What is required:
Only the lines from the line holding "Drop a marker on every instance of the canyon wall" through the final line of the entries below are to be returned, exactly as they stand.

Extracted data:
Begin

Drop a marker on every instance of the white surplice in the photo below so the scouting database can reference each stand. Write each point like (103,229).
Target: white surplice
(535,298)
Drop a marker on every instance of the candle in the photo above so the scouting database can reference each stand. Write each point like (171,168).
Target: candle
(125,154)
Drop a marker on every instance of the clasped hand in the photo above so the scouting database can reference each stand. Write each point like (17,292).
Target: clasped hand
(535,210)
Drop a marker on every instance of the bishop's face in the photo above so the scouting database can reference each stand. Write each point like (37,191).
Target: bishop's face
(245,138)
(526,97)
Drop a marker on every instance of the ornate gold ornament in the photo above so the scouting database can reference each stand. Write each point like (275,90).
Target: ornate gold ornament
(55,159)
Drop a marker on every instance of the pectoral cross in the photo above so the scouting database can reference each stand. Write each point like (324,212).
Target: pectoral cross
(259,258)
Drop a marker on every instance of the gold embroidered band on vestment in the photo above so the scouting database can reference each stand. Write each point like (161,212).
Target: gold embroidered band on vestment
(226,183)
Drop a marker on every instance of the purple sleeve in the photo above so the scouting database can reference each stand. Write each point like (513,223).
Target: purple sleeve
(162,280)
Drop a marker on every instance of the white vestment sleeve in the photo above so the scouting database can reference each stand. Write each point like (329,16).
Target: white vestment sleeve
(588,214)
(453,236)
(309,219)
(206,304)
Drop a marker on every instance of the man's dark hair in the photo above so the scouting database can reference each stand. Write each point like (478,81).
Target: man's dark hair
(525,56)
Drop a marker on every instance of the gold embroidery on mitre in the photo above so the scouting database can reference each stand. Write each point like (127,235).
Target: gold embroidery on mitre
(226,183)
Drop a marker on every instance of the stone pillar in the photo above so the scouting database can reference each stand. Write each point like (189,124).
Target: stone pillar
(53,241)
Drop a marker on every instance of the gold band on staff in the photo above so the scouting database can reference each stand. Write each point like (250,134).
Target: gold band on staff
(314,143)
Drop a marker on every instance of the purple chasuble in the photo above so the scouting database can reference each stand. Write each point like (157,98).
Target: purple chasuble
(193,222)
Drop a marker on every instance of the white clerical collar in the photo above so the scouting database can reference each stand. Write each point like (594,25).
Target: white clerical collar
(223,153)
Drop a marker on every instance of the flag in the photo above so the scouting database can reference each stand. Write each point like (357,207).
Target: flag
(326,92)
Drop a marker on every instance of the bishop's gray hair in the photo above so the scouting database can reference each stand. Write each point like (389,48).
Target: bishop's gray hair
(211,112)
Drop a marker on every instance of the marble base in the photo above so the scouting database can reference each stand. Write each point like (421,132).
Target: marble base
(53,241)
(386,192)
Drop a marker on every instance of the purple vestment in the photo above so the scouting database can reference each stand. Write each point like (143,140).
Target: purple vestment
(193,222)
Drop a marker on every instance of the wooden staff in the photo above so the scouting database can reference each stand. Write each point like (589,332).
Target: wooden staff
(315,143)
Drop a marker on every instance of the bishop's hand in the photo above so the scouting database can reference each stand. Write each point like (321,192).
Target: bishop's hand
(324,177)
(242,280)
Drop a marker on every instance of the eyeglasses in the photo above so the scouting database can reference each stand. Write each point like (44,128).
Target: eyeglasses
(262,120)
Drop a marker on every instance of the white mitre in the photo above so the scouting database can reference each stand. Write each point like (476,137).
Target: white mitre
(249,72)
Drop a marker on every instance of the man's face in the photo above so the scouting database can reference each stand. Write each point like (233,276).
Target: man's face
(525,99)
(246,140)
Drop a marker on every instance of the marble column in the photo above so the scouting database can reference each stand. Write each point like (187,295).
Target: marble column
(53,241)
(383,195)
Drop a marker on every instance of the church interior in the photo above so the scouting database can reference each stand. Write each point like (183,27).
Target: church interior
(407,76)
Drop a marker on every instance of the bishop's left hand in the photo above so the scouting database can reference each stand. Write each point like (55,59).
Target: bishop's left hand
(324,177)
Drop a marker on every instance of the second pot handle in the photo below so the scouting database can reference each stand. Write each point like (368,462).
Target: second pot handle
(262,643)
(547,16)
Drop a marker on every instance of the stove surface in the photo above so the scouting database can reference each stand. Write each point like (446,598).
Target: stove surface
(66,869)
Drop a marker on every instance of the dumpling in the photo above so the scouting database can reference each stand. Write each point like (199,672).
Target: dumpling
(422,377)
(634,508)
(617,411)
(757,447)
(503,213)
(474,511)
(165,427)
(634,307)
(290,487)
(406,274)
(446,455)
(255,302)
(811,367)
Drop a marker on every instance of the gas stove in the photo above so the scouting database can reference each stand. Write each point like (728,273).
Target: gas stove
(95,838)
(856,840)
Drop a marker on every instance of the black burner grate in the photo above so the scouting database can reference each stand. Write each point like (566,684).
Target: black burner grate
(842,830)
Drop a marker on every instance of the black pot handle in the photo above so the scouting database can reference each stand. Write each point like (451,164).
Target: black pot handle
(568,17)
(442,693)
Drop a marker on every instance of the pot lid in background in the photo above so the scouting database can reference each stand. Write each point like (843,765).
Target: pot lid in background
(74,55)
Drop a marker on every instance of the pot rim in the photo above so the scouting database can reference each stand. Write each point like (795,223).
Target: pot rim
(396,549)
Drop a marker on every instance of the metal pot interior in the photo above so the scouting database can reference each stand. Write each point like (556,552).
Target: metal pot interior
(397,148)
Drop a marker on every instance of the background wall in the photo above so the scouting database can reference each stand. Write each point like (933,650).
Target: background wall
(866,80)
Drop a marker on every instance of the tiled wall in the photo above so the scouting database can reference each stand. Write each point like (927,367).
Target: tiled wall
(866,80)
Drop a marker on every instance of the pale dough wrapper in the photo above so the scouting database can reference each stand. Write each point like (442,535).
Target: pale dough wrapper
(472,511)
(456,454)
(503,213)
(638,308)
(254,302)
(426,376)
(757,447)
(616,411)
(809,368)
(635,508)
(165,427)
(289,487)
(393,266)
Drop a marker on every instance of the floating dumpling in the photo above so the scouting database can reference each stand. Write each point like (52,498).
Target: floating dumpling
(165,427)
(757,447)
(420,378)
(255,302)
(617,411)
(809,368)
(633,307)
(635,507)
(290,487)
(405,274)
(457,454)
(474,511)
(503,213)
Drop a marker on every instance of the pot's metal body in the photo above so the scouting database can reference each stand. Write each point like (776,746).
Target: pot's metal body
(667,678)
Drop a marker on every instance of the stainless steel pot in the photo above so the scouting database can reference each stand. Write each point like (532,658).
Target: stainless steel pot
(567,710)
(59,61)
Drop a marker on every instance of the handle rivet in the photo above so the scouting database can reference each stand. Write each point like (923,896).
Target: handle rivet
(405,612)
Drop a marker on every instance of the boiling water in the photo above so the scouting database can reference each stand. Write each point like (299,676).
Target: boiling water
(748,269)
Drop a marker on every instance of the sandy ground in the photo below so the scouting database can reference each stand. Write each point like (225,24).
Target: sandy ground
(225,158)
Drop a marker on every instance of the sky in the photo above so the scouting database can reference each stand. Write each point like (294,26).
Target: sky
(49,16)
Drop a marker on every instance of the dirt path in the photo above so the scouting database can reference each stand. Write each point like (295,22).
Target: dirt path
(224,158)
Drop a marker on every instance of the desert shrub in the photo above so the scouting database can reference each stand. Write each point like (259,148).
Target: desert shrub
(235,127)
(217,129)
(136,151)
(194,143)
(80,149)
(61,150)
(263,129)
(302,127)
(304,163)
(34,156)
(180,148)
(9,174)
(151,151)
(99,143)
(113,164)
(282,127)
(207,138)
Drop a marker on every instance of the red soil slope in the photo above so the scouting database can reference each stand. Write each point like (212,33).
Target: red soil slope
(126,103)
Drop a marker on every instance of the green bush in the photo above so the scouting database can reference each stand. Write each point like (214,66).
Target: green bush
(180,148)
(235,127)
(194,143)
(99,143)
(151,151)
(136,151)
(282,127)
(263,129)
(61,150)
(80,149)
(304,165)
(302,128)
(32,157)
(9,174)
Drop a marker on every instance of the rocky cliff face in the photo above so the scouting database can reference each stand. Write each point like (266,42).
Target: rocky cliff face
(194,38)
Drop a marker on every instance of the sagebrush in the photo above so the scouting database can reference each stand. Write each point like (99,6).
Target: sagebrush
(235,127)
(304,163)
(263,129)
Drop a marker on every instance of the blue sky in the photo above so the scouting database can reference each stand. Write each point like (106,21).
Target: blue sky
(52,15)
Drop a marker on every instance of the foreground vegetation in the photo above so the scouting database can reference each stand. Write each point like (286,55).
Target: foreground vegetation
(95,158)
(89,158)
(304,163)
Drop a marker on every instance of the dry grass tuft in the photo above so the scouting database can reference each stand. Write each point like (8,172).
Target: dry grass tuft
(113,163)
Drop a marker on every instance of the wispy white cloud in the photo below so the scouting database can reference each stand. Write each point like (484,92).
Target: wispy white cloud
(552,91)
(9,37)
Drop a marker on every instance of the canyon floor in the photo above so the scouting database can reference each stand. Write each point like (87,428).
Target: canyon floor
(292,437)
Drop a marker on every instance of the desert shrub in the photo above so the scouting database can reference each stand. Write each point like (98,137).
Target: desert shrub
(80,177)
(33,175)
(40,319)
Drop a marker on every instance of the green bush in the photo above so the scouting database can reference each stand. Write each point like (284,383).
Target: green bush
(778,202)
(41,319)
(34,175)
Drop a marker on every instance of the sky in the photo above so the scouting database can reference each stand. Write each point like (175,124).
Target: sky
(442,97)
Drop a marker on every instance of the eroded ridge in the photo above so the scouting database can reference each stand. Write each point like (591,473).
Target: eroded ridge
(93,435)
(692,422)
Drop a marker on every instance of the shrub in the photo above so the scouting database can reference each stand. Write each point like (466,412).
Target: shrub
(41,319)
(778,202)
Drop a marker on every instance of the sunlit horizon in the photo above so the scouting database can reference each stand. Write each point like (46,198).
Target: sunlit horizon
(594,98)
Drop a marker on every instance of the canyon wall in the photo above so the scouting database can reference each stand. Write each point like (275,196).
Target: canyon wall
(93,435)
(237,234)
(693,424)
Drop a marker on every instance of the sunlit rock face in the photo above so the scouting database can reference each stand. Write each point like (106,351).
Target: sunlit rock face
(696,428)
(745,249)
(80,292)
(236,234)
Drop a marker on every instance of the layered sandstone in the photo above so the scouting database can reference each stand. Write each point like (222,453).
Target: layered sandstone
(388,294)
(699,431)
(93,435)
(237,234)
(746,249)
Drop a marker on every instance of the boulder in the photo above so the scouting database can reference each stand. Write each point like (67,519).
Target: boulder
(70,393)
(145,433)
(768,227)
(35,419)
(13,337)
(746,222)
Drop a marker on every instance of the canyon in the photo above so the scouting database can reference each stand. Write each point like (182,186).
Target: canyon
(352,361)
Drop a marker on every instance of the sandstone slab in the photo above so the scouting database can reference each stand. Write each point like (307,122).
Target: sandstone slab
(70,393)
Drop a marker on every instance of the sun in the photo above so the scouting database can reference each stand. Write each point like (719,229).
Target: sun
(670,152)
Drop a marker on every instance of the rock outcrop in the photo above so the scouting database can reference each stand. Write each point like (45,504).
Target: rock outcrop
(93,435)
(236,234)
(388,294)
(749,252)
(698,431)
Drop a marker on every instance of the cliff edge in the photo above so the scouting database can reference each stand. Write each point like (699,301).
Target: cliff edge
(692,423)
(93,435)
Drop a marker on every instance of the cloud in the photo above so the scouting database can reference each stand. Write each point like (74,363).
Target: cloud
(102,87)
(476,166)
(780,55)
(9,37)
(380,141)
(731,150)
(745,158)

End

Exercise output:
Drop a marker on every instance of the canyon wall in the photo above so the scouting database can reference each stand. Write each point like (275,196).
Target: canyon wall
(93,435)
(237,234)
(693,424)
Drop a marker on every instance of the sunlit rock face in the photo above so the scouting database can reference each stand. Write each point like (106,351).
Target: sunlit rock face
(696,428)
(745,249)
(80,292)
(236,234)
Drop a marker on every instance of the layered sandstone in the photo above so the scouting database can reference each stand. Write each point like (222,453).
Target: layered sandstone
(388,294)
(699,431)
(93,435)
(237,234)
(746,249)
Drop a marker on every instance of the boulder in the photo above so the scouting database can reference each stand. Write each point like (67,519).
Target: boulder
(70,393)
(145,433)
(768,227)
(35,419)
(13,337)
(746,222)
Drop a marker on every instance of the canyon in the photo above so the scouting database can reference each stand. Write each point like (182,186).
Target: canyon
(352,361)
Drop a marker on every instance of the sandstone slab in the photo above so the scouting database can reference each stand. Write each point like (307,122).
Target: sandstone slab
(70,393)
Drop a marker on every instance of the sun in the photo above so the scouting database can reference each stand. Write each point like (719,229).
Target: sun
(670,152)
Drop a marker on every instance of the rock outcrop in the photo above so the scouting database can reference each stand. Write each point like (45,504).
Target: rock outcrop
(93,435)
(236,234)
(388,294)
(749,252)
(698,431)
Drop a marker on every instance of the cliff edge in the photo above so the scouting database can reference each stand. Write each point like (699,301).
Target: cliff edge
(692,423)
(93,435)
Drop a marker on every instance of the cloud in the photo above so the scouting database can reference each stand. Write each point like (74,363).
Target: cloud
(102,87)
(476,166)
(780,55)
(9,37)
(380,141)
(731,150)
(745,158)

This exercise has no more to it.